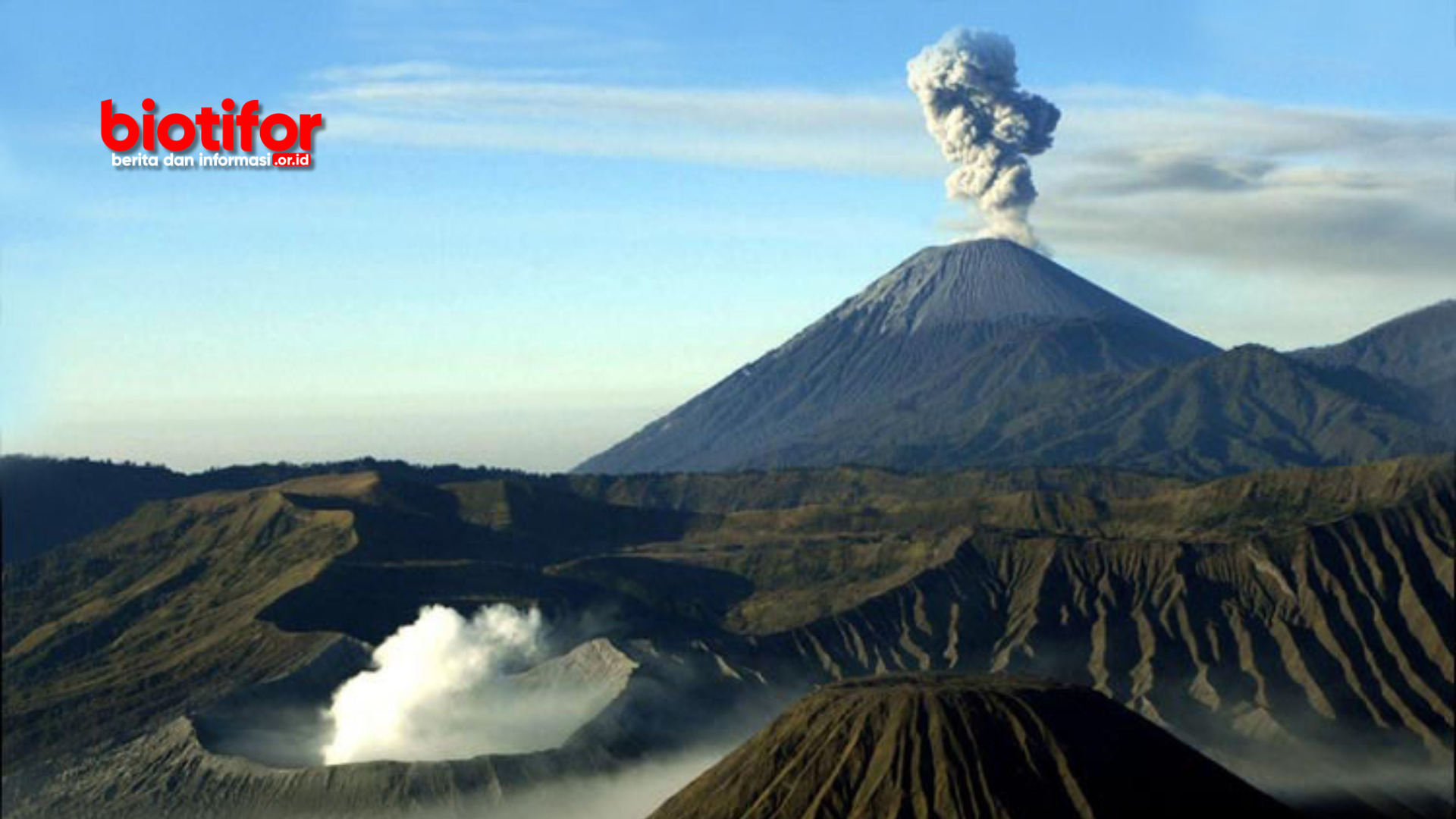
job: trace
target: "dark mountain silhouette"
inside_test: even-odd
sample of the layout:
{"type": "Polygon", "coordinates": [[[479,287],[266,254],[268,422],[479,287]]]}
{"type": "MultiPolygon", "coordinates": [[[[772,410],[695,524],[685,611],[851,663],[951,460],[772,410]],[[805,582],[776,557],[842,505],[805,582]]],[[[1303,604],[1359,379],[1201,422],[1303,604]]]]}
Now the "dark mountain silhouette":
==========
:: What to produce ::
Could you copy the whole listing above line for line, without changing anything, and leave the pictures out?

:: Response below ::
job: trace
target: "dark mountain silhouette"
inside_test: even-odd
sample of the layout:
{"type": "Polygon", "coordinates": [[[479,287],[266,254],[268,422],[479,287]]]}
{"type": "MultiPolygon", "coordinates": [[[[772,410],[695,524],[685,611],[851,663],[951,460],[772,410]],[[805,582],[776,557],[842,505],[805,582]]],[[[1303,604],[1359,379],[1201,422],[1303,604]]]]}
Now the "dark mountain silhouette":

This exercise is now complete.